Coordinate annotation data
(begin)
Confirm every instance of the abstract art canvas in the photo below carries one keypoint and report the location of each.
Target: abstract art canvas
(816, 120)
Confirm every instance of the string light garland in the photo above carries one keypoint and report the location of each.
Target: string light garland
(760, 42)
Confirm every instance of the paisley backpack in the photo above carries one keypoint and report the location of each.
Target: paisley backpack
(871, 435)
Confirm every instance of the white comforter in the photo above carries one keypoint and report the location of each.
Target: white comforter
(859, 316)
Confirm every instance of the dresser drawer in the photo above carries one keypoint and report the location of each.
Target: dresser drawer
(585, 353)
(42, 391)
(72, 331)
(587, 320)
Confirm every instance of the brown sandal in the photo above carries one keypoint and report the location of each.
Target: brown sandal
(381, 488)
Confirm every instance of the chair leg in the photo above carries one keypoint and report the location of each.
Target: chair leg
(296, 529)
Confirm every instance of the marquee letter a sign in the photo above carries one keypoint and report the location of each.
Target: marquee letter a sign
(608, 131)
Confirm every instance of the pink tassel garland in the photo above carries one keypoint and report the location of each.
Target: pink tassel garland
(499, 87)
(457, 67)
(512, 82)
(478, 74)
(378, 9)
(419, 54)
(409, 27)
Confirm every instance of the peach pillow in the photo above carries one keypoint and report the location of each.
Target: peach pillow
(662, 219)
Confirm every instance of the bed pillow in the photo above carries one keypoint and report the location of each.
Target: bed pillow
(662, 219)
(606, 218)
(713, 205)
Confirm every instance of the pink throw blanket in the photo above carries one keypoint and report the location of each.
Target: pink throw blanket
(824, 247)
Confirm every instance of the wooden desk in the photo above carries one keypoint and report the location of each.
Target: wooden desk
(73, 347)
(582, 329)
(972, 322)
(end)
(begin)
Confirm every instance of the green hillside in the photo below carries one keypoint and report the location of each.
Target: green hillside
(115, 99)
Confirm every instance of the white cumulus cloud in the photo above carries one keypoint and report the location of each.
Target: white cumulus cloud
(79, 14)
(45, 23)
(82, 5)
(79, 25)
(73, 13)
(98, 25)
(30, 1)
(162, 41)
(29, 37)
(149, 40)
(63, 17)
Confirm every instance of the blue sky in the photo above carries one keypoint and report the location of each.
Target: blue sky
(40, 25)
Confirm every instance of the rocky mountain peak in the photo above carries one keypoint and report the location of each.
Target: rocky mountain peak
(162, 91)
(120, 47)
(end)
● Problem requirements
Count the lines in the data above that contain the string "cumulus", and reply with only that number.

● Answer to this task
2